• **WORK REQUIRED**:
The listing that follows is to be repeated exactly.
━━━ GIVEN RECORDS
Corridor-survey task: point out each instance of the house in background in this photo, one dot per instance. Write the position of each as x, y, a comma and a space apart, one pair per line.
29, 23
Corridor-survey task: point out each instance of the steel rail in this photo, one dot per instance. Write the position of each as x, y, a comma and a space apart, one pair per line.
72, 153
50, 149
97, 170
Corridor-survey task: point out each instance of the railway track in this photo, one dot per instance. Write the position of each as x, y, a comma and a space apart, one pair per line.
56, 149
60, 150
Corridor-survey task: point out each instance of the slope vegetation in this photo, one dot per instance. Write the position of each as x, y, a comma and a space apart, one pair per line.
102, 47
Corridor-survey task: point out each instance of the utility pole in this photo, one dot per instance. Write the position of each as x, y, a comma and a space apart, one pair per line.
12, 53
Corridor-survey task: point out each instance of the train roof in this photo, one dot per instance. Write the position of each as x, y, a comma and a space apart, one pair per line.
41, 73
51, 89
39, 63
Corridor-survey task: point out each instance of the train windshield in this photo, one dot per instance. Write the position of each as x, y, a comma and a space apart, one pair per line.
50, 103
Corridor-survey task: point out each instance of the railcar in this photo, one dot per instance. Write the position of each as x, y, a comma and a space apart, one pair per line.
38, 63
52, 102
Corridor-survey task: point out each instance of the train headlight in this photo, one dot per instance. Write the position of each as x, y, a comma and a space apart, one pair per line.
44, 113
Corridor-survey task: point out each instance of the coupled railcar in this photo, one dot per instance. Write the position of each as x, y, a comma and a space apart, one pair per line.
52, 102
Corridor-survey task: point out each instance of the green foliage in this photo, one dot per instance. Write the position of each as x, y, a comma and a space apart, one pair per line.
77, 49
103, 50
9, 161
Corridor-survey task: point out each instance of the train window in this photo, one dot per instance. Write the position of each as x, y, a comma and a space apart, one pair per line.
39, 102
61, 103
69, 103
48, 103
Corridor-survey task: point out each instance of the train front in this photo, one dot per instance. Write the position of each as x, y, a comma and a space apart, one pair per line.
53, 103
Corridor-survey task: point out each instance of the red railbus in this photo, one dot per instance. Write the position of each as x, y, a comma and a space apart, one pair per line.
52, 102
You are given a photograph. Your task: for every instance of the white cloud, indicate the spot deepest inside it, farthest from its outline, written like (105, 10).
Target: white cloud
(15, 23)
━━━━━━
• **ANSWER FOR THE TASK**:
Corridor-survey task: point out each instance of the house in background in this photo, one dot per instance. Write the position of each as x, y, a comma and a space apart, one pair per line.
29, 23
Corridor-survey task: point out each instance of the steel rail in this photo, one dot per instance. Write the position of each as x, y, a comma and a space apart, one pair per line.
72, 153
50, 149
97, 170
Corridor-survey task: point out each instance of the railway track in this photo, one dot per instance. Write the position of each as x, y, a comma and a space apart, one pair per line.
56, 149
60, 150
Corridor-survey task: point out each instance of the slope vegetation in this photo, one dot per instance. Write the position of each as x, y, a comma and a space apart, one pair per line.
102, 47
Corridor-survey task: point out each instance of the utility pole in this photo, one dot per instance. Write the position of each as x, y, a comma and a space apart, one pair per line.
12, 53
Corridor-survey task: point out each instance of the train roof in this photo, one dot per instance. Write the position of each as x, y, a comma and a space apart, one pair per line.
41, 73
51, 89
39, 63
Corridor-survey task: point out each instance of the train windshield in this photo, one dot per instance. Write the position of each as x, y, a comma and a space apart, one pair per line.
50, 103
Corridor-survey task: point out each instance of the railcar in this photo, one dot per instance. Write the position of each as x, y, a comma and a space apart, one pair per line.
38, 63
52, 102
Corridor-survey task: point out each instance of the train headlight in this photo, one dot per instance. Write the position of each as x, y, a comma and a space apart, one pair per line.
44, 113
Corridor-survey task: point out each instance of the coupled railcar in this photo, one dot per instance. Write the position of each as x, y, a comma and a space apart, one pair per line.
52, 102
Corridor-survey task: point out each instance of the green foliage in this photo, one dot per instance. Write the position of each as x, y, a comma and a space apart, one pair per line.
77, 49
103, 50
9, 161
Corridor-survey task: point out each instance of the train window in this photo, one dot per instance. Write the position of each as x, y, a comma and a space apart, one pair per line.
39, 102
61, 103
69, 103
48, 103
Corridor-survey task: point out each instance of the train front in this photo, one dot per instance. Write the position of each as x, y, a comma and a space apart, one pair per line.
53, 103
Corridor-survey task: point out each instance of the red railbus in this photo, one dot per instance. Write the position of each as x, y, a comma and a space apart, one pair per line.
52, 102
You are given a photograph. Your task: for every instance of the white cloud, indicate the spot deepest inside it, farthest from its outline, written like (105, 10).
Target: white cloud
(15, 23)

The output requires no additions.